── Entries shown
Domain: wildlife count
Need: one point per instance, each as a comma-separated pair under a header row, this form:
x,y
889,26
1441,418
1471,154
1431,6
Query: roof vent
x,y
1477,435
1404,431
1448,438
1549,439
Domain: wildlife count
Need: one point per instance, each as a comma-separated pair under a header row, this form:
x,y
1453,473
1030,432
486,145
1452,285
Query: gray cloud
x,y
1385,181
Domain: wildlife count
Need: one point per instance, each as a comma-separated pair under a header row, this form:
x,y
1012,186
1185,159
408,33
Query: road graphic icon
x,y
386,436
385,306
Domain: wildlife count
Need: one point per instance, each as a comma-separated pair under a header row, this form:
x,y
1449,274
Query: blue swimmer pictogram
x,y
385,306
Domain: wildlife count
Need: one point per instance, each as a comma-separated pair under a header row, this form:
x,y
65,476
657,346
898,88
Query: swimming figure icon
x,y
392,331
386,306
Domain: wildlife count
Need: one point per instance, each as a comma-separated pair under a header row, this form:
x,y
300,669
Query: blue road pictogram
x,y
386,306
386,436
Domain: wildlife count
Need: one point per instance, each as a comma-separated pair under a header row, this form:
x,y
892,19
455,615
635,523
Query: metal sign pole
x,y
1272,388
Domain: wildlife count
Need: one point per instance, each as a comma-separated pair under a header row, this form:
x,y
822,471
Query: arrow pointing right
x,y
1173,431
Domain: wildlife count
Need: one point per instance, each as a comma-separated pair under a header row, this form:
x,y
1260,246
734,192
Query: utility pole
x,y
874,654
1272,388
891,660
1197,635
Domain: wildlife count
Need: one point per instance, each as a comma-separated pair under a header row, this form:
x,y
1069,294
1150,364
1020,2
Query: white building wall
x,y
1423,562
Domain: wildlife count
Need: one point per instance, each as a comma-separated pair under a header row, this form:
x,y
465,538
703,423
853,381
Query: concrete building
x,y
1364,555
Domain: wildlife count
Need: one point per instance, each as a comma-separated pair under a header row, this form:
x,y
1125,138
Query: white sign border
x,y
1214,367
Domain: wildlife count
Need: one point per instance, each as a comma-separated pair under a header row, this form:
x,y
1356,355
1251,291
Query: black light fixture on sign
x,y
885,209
────
Every line of the data should be copied exactly.

Domain: wildlife count
Need: one point per instance, each as a comma-separated pair under a header row, this form:
x,y
889,26
1441,418
1471,154
1431,6
Query: roof vent
x,y
1477,435
1404,431
1448,438
1549,439
Domain: wildlife count
Need: one point per instance, each as a comma-separated pair under a header row, this form:
x,y
1453,473
1030,432
486,145
1452,285
Query: gray cloud
x,y
1385,181
Domain: wildlife count
Need: one point per instance, each as a comma-separated pair under a header row, this form:
x,y
1012,186
1185,159
408,33
Query: road graphic icon
x,y
386,436
385,306
Domain: wildlife count
Need: one point per instance, each as a comma-separated pair under a header row, this form:
x,y
1449,274
Query: blue swimmer pictogram
x,y
385,306
Domain: wildlife count
Need: one point per instance, each as a comma-separated pair under a header row, this form:
x,y
65,476
657,346
898,88
Query: swimming figure icon
x,y
392,331
386,306
Domain: wildlife count
Need: one point per instance, each as a comma-separated pair under a header row, this form:
x,y
300,669
Query: blue road pictogram
x,y
386,306
386,436
Domain: wildlife count
Need: one point per instance, each as a comma-separated pair under a header row, this form:
x,y
892,19
455,615
635,523
Query: metal sign pole
x,y
1272,388
Domain: wildlife count
Need: one point per instance, each as a comma-separated pair under a header row, this form:
x,y
822,471
Query: arrow pointing right
x,y
1173,431
Domain: wildlife count
Need: one point per instance, each as a comma-separated pair under a header row, this form:
x,y
1260,246
734,192
Query: utility pole
x,y
874,654
1272,388
891,660
1197,635
Domain: wildlife count
Need: one point per instance, each as a comma-separated pair under a header row, this form:
x,y
1069,294
1150,364
1020,2
Query: white building wall
x,y
1423,562
Domain: wildlife count
Need: one point per instance, each as a comma-separated pair under a header row, this form:
x,y
465,538
703,423
853,381
Query: concrete building
x,y
1364,555
Domain: wildlife count
Need: one point per instance, each as a comma-separated pair under a header row, this form:
x,y
1125,138
Query: white sign border
x,y
1214,367
Domain: wildlife count
Need: one point per instance, each as a comma-separated pair under a header row, this form:
x,y
1356,355
1251,291
Query: black light fixture on sign
x,y
885,209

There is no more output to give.